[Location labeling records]
>>>>>
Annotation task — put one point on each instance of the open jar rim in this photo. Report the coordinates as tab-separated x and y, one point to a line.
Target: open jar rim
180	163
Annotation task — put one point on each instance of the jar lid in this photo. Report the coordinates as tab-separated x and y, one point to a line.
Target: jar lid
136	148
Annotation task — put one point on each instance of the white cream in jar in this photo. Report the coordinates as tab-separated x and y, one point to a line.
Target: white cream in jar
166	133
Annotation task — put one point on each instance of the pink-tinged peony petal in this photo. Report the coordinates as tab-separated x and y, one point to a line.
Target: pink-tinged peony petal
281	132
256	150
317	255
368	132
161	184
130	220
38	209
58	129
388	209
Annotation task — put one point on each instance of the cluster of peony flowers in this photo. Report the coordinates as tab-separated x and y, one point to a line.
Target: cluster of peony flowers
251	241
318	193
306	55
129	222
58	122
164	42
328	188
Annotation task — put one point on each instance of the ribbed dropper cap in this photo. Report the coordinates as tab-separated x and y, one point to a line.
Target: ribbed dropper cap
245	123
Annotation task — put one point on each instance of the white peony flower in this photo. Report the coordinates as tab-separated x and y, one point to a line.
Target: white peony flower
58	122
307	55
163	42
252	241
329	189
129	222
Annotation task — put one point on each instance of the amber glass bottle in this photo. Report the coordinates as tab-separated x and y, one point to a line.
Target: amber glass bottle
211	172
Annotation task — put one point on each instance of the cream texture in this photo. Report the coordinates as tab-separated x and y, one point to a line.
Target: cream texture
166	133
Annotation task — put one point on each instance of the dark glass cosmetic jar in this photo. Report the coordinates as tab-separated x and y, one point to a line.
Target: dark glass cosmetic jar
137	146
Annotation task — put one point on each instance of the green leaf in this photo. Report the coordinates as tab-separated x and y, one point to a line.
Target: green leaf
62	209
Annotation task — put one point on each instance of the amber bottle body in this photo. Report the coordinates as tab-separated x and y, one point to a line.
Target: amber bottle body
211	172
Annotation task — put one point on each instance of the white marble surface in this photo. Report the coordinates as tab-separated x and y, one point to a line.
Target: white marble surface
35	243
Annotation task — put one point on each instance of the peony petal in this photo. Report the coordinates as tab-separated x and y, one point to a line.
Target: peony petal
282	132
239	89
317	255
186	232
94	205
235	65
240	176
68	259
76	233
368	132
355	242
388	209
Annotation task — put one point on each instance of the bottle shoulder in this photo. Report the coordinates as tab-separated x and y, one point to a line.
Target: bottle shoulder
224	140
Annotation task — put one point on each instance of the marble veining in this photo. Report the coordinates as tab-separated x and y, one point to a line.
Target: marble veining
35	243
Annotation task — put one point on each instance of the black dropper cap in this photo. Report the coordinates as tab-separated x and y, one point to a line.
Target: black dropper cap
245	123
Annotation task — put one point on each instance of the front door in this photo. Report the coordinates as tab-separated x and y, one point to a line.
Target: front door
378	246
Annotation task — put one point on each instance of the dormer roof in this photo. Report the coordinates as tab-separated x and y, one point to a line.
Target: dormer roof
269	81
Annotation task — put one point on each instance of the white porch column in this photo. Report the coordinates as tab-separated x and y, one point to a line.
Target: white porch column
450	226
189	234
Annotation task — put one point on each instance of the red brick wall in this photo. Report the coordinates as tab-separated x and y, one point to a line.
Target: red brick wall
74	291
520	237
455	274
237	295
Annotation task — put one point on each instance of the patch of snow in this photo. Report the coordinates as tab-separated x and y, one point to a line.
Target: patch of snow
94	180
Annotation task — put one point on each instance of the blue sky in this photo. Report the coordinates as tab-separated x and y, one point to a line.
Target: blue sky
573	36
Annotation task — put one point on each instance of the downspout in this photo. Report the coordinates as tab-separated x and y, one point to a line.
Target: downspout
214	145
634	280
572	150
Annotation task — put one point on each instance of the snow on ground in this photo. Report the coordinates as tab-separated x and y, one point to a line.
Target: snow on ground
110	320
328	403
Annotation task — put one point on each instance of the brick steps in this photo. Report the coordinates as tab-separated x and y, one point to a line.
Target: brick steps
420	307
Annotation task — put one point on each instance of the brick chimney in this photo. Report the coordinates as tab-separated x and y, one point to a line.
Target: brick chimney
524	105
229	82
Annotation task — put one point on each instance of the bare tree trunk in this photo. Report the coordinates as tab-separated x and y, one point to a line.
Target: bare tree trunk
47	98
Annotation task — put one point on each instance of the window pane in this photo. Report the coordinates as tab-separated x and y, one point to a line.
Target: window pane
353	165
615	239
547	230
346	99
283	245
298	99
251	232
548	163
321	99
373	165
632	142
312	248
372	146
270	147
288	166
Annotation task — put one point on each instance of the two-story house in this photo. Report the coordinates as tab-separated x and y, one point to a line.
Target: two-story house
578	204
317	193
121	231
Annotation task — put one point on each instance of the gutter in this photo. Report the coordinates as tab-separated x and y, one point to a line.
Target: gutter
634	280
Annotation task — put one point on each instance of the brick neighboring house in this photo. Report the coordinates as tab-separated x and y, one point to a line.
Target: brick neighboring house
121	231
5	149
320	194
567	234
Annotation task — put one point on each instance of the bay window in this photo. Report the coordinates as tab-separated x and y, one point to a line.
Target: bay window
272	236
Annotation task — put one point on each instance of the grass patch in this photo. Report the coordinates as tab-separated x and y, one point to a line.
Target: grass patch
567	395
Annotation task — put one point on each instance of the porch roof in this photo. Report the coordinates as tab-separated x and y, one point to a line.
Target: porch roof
<<<<<
• What to work on
Repeat all of the records above exactly as they appear.

• Worked solution
Annotation task — put one point on each instance of the open jar rim in this photo. Report the coordinates as tab-separated x and y, one point to a line.
Target: open jar rim
180	163
Annotation task — put one point on each instance of the jar lid in this photo. Report the coordinates as tab-separated x and y, one point to a line.
Target: jar lid
136	148
Annotation task — put one point on each instance of the white cream in jar in this photo. Report the coordinates as tab-separated x and y, one point to a line.
Target: white cream in jar
166	133
Annotation task — put one point on each instance of the pink-tinged peony petal in this photo. Report the coordinates as tab-separated x and y, one point to a line.
Target: pink-tinged peony petal
281	132
256	150
317	255
368	132
161	184
130	220
38	209
58	129
388	209
Annotation task — put one point on each instance of the cluster of peony flowers in this photo. Report the coordinates as tab-separated x and y, one point to a line.
Target: cluster of peony flowers
251	241
318	193
306	55
129	222
58	122
164	42
328	188
Annotation task — put one point on each instance of the ribbed dropper cap in this photo. Report the coordinates as tab-separated x and y, one point to a line.
Target: ribbed dropper cap
245	123
Annotation task — put one point on each instance of the white peony flower in this photo. Report the coordinates as tab-separated x and y, one point to a line.
Target: white peony flower
58	122
307	55
163	42
252	241
329	189
129	222
Annotation task — put one point on each instance of the amber glass bottle in this photo. Report the coordinates as tab-separated x and y, one point to a line.
Target: amber glass bottle
211	172
Annotation task — put one point on each instance of the cream texture in this photo. Report the coordinates as tab-separated x and y, one point to a line.
Target: cream texture
166	133
Annotation task — put one point on each instance of the dark glass cosmetic jar in this photo. Report the coordinates as tab-separated x and y, one point to a line.
Target: dark glass cosmetic jar
137	146
Annotation task — put one point on each instance of the green leaf in this photo. Report the coordinates as tab-separated x and y, one point to a line.
Target: green leaf
62	209
Annotation task — put one point on each instance of the amber bottle body in this photo. Report the coordinates as tab-separated x and y, one point to a line.
Target: amber bottle body
211	172
Annotation task — put one point on each instance of the white marble surface in this photo. Report the coordinates as tab-separated x and y, one point to a line.
Target: white marble surface
35	243
Annotation task — put one point on each instance of the peony petal in this photo. Report the coordinates as tab-separated x and y, one point to a line.
Target: peony petal
282	132
239	89
317	255
186	232
94	205
235	65
240	176
68	259
76	233
368	132
355	242
388	209
Annotation task — put one point on each instance of the bottle shoulder in this photo. Report the coordinates as tab-separated x and y, one point to a line.
Target: bottle shoulder
224	140
Annotation task — put one point on each instance of the marble veining in this photo. Report the coordinates as tab-separated x and y, one point to a line.
Target: marble veining
35	243
Annotation task — put one point on each instance of the black dropper cap in this photo. Report the coordinates as tab-separated x and y, one point to a line.
Target: black dropper cap
245	123
Annotation task — put one point on each instance of the front door in this photo. Report the coordinates as tab-separated x and y, one point to a line.
Target: front door
378	246
Annotation task — put one point on each instance of the dormer roof in this photo. Report the coordinates as tab-separated x and y, one point to a line.
Target: dormer roof
269	81
Annotation task — put one point on each instance of the white porch column in this photo. Report the coordinates as tab-separated x and y, one point to a line.
Target: white porch column
450	226
189	234
Annotation task — put one point on each instance of the red brick wall in this photo. Report the coordinates as tab-separated x and y, one point to a line.
Target: red brick wall
74	291
520	237
455	274
237	295
Annotation task — put one point on each instance of the patch of snow in this photo. Report the coordinates as tab-separated x and y, one point to a line.
Target: patch of snow
94	180
Annotation task — put one point on each instance of the blue sky in this photo. Report the coordinates as tab-separated x and y, one point to a line.
Target: blue sky
573	36
Annotation task — put one point on each instance of the downspout in this photo. Report the coordinates as tab-separated x and y, one point to a line.
Target: downspout
214	145
634	280
572	150
Annotation task — put one point on each instance of the snow on ground in this photo. Report the coordinates as tab-separated x and y, one point to a line.
Target: snow on ground
110	320
328	403
Annotation task — put one point on each instance of the brick steps in this photo. Report the coordinates as tab-separated x and y, one point to a line.
Target: brick steps
420	307
Annotation task — put one point on each instance of the brick chimney in this photo. Report the coordinates as tab-separated x and y, one point to a line.
Target: brick chimney
524	105
229	82
Annotation task — put one point on each instance of the bare tree trunk in this photo. Report the coordinates as tab-separated x and y, one point to a line.
Target: bare tree trunk
47	98
Annotation task — put one point on each instance of the window pane in this photo. Report the coordinates as tab-separated x and y, one point to a line.
Target: window pane
353	165
615	239
547	230
346	99
283	245
298	99
251	232
548	163
321	99
373	165
632	142
312	248
372	146
270	147
288	166
Annotation task — put one point on each instance of the two-story house in this photo. Report the coordinates as tab-separated x and y, one point to a line.
Target: two-story house
578	204
317	193
121	231
Annotation task — put one point on each instance of the gutter in this photo. Report the coordinates as tab-separated x and y, one point to a line.
Target: gutter
634	280
Annotation task — put one point on each instance of the brick neighboring house in this photo. Report the coordinates as tab-separated x and y, one point to a line.
Target: brick neighboring house
121	231
5	149
320	194
567	234
Annotation task — put one point on each instance of the bay window in this photo. Report the coordinates as tab-separated x and y, one point to a line.
Target: bay window
272	236
Annotation task — put one point on each instance of the grass patch in this photo. Report the coordinates as tab-separated x and y, one point to a line.
Target: grass patch
567	395
Annotation task — put one point on each instance of the porch roof in this photo. Report the coordinates as tab-separated x and y, one point to a line.
Target: porch roof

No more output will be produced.